Text shown →
# # #

In the 19th century it was thought evolution meant humans ranged from the Englishman at the top of the tree to the black African at the bottom but that was at a time of still a lot of scientific ignorance. During the last century scientific testing of people showed there was no difference between any humans mentally and only minor physical differences.

CMI has always pointed out that the concept of human ‘races’ should be abandoned.

You might have read in the last few days that studies of DNA have shown even less difference. There might be more difference between two people of the same race than between two people of different races.

Clearly, Mr Howard has not paid us the common courtesy of reading what we say before criticising us. We have often pointed out this fact. For instance, the article Interracial marriage—is it Biblical? points out:

The truth though is that these so-called ‘racial characteristics’ are only minor variations among people groups. If one were to take any two people anywhere in the world, scientists have found that the basic genetic differences between these two people would typically be around 0.2 percent—even if they came from the same people group. But, these so-called ‘racial’ characteristics that people think are major differences (skin colour, eye shape, etc.) ‘account for only 0.012 percent of human biological variation.’ In other words, the so-called ‘racial’ differences are absolutely trivial—overall, there is more variation within any group than there is between one group and another. If a white person is looking for a tissue match for an organ transplant, for instance, the best match may come from a black person, and vice versa.

Actually, this article, because it argued there was no Biblical impediment to so-called interracial marriage, mainly because there is neither Biblical nor scientific basis for the concept of different ‘races’, resulted in a lot of hate mail from white supremacists. Our responses to their pseudo-biblical arguments formed the basis of ch. 7 of One Blood.

Science has done more to kill racism than anything.

# # #

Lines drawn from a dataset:
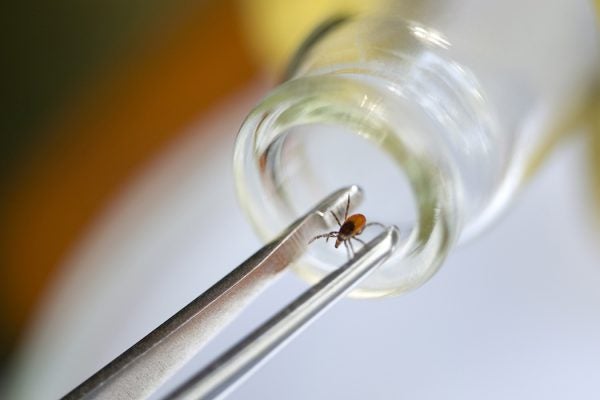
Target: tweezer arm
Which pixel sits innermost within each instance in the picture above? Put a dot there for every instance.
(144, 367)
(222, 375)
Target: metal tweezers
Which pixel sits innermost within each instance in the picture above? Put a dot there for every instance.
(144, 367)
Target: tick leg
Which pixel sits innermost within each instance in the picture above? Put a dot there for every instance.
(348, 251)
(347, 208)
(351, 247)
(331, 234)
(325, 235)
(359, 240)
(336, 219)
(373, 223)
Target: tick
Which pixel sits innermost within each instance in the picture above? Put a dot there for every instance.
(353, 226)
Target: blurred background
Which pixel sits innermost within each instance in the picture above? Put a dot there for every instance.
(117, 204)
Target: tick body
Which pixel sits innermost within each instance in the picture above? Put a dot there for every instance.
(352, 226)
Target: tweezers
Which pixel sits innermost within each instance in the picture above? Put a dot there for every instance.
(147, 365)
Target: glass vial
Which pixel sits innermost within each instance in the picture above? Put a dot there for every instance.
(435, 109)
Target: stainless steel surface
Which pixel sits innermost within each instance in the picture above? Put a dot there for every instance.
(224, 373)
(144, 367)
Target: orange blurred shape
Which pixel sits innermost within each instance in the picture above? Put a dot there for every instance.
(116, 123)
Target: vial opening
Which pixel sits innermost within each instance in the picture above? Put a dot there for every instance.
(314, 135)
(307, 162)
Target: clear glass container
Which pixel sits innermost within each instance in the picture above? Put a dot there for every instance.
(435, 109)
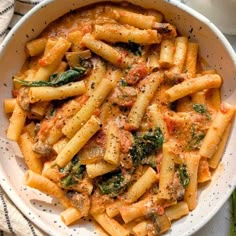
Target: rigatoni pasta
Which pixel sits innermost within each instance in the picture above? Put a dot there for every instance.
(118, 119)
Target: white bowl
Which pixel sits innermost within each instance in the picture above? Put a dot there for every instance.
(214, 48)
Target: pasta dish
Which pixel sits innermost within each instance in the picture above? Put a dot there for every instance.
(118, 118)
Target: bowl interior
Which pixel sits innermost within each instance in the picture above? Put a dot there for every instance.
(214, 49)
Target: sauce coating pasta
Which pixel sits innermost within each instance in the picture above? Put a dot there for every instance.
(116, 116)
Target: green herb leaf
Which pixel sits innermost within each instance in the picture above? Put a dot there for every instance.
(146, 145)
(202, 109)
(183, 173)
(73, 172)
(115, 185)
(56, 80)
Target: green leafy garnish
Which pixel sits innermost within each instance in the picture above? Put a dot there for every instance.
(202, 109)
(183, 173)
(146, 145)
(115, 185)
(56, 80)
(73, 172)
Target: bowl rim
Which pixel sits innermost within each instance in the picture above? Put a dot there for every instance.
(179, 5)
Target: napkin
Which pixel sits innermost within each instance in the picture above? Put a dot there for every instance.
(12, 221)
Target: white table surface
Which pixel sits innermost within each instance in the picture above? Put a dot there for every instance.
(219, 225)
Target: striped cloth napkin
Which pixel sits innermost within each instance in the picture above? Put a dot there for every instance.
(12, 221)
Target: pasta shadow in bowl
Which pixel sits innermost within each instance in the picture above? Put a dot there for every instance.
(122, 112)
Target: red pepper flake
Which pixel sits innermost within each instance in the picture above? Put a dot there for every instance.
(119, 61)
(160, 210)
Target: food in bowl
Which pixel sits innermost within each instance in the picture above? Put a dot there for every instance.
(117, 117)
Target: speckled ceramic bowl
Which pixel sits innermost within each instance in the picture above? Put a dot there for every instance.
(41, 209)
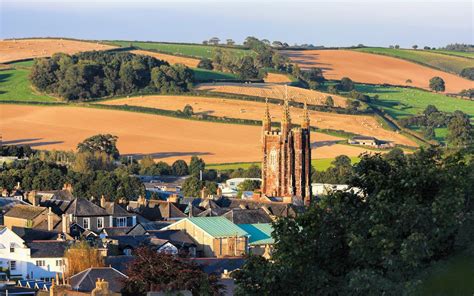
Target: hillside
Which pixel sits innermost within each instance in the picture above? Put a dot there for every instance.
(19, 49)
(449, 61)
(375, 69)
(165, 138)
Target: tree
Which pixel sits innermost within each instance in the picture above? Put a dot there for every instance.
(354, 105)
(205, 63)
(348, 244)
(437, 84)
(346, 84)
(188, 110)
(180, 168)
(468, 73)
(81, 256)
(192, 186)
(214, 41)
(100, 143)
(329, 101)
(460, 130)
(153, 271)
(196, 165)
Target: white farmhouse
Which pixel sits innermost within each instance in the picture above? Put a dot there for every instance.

# # #

Questions →
- a) According to the text on human races, what share of human biological variation do the so-called "racial" characteristics account for?
- b) From the text on human races, quote the words starting with "In the 19th" and going on through "minor physical differences.".

Solution list →
- a) 0.012 percent

- b)
In the 19th century it was thought evolution meant humans ranged from the Englishman at the top of the tree to the black African at the bottom but that was at a time of still a lot of scientific ignorance. During the last century scientific testing of people showed there was no difference between any humans mentally and only minor physical differences.